● What this task involves:
Note each line of the listing that contains the string "clock", and copy it.

● Data for this exercise:

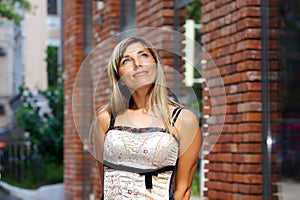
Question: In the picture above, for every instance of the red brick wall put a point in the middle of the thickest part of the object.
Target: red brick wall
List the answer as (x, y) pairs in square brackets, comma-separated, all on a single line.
[(231, 34), (72, 61)]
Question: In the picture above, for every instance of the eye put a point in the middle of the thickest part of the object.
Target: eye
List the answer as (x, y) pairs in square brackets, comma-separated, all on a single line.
[(124, 61), (144, 55)]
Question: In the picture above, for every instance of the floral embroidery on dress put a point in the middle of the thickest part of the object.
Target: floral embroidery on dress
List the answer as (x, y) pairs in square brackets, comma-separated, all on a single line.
[(142, 148)]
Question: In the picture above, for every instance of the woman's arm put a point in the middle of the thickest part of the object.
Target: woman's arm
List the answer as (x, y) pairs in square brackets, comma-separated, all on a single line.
[(190, 139), (102, 126)]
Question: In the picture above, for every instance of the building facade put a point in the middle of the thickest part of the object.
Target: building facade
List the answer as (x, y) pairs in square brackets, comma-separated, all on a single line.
[(244, 40), (11, 63)]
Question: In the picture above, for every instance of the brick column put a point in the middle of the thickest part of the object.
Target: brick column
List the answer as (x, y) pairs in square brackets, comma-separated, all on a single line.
[(72, 60), (231, 34)]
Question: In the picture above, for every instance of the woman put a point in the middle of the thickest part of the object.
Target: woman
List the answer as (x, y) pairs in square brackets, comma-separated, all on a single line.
[(146, 141)]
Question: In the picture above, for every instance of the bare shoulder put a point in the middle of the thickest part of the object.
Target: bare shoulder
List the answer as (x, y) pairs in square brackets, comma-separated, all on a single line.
[(104, 119), (188, 118)]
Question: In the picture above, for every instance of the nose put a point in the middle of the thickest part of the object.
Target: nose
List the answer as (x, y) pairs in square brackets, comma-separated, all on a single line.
[(137, 63)]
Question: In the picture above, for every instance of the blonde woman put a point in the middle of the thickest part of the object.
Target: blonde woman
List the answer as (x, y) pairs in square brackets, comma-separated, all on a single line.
[(148, 145)]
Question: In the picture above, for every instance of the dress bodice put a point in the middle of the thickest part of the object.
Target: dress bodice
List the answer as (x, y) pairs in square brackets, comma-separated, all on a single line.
[(139, 163)]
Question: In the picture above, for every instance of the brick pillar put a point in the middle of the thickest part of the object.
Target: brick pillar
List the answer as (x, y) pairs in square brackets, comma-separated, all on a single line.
[(231, 34), (72, 61)]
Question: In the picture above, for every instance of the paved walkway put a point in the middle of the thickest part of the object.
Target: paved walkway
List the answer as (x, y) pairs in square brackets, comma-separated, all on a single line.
[(5, 195), (288, 190)]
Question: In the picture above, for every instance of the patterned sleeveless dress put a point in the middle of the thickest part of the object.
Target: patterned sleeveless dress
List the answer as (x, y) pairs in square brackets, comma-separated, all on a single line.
[(139, 163)]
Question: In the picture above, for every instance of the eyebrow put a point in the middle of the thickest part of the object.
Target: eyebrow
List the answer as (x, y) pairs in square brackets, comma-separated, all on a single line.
[(139, 52)]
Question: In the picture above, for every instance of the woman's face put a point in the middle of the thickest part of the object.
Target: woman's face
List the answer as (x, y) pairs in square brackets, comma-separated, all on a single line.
[(137, 67)]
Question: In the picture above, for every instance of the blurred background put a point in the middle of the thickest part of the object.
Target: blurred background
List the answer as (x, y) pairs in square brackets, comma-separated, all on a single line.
[(254, 44)]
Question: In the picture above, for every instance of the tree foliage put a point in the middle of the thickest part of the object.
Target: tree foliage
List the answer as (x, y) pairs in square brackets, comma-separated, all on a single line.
[(9, 9), (45, 129)]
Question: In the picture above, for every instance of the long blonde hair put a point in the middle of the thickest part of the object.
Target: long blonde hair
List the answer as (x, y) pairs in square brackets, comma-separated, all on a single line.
[(121, 99)]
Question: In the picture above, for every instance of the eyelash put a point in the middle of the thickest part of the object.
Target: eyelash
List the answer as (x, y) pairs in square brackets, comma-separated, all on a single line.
[(143, 54)]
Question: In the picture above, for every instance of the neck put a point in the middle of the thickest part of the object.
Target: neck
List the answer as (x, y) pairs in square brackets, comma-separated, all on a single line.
[(140, 99)]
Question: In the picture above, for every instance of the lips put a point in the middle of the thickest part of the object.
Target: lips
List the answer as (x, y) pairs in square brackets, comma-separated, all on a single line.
[(140, 73)]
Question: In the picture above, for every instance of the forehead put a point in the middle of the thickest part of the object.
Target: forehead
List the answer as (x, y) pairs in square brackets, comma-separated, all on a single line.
[(134, 48)]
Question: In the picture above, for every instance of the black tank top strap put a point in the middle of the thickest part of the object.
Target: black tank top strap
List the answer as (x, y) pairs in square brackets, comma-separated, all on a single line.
[(175, 114), (112, 121)]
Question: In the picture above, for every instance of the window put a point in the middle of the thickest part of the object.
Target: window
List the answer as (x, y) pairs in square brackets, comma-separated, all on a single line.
[(52, 6), (2, 109), (127, 19)]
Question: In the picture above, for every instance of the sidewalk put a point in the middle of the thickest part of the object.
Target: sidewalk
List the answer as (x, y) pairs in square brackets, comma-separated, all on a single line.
[(6, 195), (47, 192)]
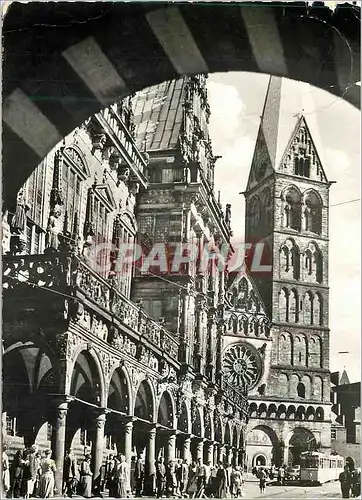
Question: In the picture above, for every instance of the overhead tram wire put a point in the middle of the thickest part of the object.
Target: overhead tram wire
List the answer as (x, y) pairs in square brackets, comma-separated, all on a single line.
[(181, 287)]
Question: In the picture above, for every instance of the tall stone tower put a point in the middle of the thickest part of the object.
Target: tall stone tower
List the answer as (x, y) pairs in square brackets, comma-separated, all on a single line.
[(287, 209)]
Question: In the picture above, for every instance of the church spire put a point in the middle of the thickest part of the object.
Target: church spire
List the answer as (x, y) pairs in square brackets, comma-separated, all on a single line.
[(270, 117)]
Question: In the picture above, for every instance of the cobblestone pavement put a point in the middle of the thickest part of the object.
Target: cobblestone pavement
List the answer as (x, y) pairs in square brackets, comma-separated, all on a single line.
[(251, 490)]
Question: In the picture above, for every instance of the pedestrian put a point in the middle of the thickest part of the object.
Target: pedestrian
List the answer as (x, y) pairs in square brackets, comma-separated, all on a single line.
[(5, 470), (345, 480), (201, 476), (122, 477), (236, 483), (171, 481), (222, 481), (46, 481), (262, 480), (160, 477), (31, 470), (184, 477), (16, 474), (139, 473), (71, 476), (85, 484)]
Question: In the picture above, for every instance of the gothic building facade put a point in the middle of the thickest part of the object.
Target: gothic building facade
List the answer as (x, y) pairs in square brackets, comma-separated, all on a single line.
[(286, 210), (100, 355)]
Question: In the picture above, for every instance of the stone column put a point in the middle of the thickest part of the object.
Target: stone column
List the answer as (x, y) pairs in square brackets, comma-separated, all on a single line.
[(171, 446), (128, 430), (200, 449), (58, 441), (150, 468), (98, 445), (186, 455), (210, 453)]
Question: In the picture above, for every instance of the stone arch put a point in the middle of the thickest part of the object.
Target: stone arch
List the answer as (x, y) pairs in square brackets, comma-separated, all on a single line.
[(283, 384), (299, 440), (291, 412), (184, 419), (282, 411), (166, 412), (253, 410), (29, 377), (285, 349), (144, 402), (312, 215), (272, 410), (119, 396), (310, 413), (318, 388), (319, 413)]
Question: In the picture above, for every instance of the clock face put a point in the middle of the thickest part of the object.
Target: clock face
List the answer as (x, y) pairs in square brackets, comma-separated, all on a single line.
[(261, 160)]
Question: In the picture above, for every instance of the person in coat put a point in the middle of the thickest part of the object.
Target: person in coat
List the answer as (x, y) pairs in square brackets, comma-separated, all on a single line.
[(85, 484), (46, 481)]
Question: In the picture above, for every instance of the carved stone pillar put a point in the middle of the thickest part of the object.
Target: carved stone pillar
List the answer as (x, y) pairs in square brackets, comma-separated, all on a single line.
[(210, 453), (186, 455), (150, 468), (128, 430), (98, 445), (171, 446), (199, 448), (58, 440)]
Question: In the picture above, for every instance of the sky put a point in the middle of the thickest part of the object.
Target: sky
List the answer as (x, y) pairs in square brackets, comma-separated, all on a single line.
[(236, 101)]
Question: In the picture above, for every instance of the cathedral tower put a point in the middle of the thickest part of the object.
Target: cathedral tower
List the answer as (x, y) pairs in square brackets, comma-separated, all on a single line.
[(287, 200)]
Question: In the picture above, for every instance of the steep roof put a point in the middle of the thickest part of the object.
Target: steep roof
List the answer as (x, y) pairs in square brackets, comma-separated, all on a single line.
[(158, 115)]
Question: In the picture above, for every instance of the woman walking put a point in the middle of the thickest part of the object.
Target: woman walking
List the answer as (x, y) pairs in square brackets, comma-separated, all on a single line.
[(262, 480), (85, 485), (46, 482)]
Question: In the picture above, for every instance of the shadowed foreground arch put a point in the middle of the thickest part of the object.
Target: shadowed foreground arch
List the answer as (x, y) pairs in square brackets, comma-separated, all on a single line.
[(92, 54)]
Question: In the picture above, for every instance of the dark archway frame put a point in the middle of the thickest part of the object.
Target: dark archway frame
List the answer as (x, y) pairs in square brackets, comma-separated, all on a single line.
[(51, 50)]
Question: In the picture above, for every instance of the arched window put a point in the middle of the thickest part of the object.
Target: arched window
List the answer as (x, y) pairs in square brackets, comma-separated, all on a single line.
[(312, 213), (289, 260), (293, 307), (300, 351), (313, 264), (285, 349), (315, 352), (292, 209), (308, 309), (317, 310), (301, 390), (283, 305)]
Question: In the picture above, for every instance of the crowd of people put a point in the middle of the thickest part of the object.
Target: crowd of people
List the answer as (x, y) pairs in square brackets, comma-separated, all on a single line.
[(350, 480), (32, 474)]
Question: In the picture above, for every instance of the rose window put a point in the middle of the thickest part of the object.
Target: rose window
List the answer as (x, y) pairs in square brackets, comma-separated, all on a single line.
[(242, 366)]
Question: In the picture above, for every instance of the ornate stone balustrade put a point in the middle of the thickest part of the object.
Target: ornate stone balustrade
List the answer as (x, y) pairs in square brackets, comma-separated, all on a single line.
[(69, 274), (235, 395), (111, 121)]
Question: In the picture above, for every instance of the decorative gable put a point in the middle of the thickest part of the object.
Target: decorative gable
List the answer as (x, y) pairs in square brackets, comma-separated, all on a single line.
[(300, 157), (261, 166)]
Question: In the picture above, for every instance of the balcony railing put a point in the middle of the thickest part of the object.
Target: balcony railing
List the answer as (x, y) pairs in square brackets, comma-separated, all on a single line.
[(69, 274), (110, 120)]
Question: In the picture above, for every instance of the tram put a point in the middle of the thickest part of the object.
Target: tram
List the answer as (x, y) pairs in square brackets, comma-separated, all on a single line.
[(319, 468)]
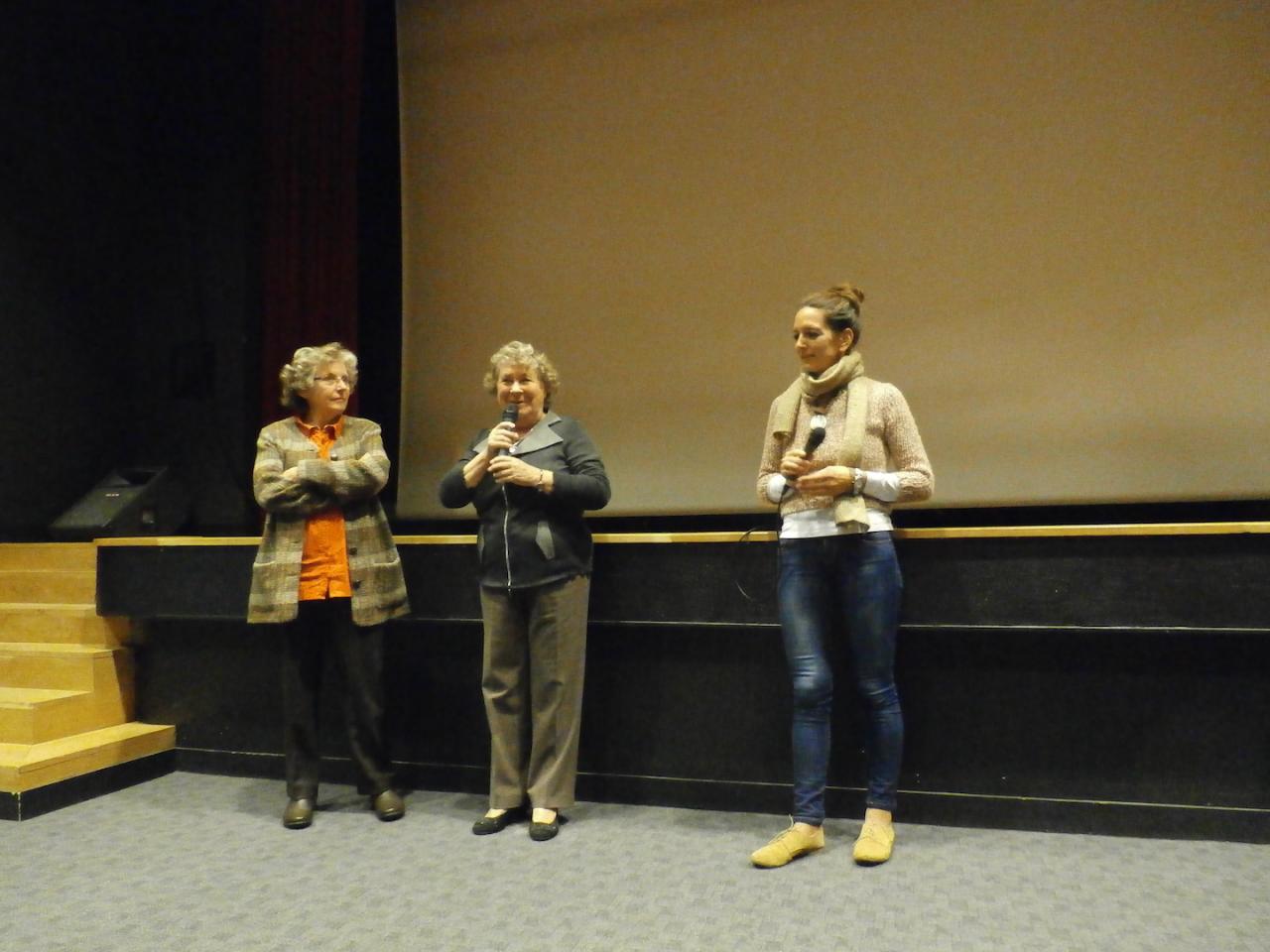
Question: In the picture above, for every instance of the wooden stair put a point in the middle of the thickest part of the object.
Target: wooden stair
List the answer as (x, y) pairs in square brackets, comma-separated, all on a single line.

● The completed task:
Question: In the picture above, for every instance of the clock face put a point in the middle of the thickest part of the object.
Target: clock face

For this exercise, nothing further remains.